Please restate the items below from the start through the line containing "[676,380,883,600]", substituting "hanging lantern" for "candle lantern" and changing nothing else.

BEGIN Record extracts

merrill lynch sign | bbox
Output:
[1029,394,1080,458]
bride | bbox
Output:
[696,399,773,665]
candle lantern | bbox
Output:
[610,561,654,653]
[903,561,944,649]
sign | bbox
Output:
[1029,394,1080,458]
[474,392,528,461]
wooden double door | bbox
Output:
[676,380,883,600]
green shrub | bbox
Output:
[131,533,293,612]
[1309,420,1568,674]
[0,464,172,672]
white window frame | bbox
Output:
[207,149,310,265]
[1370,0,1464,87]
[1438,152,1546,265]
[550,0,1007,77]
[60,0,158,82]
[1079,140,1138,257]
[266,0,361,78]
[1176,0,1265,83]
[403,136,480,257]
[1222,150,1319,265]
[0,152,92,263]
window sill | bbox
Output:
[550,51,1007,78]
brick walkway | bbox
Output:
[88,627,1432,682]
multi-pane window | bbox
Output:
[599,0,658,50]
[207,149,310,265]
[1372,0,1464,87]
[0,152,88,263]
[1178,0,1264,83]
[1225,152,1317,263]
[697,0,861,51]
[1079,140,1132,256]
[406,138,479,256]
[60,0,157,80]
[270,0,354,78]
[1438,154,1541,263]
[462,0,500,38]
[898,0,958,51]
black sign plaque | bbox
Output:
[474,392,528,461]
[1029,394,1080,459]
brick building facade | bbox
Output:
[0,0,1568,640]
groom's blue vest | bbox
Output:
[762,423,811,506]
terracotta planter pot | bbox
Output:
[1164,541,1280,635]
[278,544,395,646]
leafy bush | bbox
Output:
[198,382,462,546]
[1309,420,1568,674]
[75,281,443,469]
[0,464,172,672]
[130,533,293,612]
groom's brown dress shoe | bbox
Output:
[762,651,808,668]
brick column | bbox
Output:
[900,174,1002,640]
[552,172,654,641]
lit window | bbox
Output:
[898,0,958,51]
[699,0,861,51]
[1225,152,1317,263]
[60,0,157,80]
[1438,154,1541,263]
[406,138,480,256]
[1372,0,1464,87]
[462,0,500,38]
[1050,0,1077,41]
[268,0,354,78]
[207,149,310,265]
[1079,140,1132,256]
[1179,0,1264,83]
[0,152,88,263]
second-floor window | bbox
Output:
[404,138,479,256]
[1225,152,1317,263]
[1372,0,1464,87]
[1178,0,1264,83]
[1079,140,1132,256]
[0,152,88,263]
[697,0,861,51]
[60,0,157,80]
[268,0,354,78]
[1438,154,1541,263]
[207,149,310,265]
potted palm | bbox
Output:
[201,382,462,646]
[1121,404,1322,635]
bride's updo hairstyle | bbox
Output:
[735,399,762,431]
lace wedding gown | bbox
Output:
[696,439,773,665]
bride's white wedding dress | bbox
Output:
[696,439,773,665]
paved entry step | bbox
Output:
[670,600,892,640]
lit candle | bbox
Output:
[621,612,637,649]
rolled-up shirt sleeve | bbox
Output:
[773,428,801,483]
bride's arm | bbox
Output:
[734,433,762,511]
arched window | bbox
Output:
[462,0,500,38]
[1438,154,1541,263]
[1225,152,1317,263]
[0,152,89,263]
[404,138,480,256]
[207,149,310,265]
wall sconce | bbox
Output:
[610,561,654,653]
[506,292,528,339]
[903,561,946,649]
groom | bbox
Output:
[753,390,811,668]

END Record extracts

**Correct result:**
merrill lynch sign | bbox
Output:
[1029,394,1080,458]
bride | bbox
Output:
[696,399,773,665]
hanging lantern | bbox
Output:
[610,561,654,653]
[903,561,944,649]
sign | bbox
Output:
[1029,394,1080,458]
[474,392,528,461]
wooden double door | bbox
Output:
[676,380,883,600]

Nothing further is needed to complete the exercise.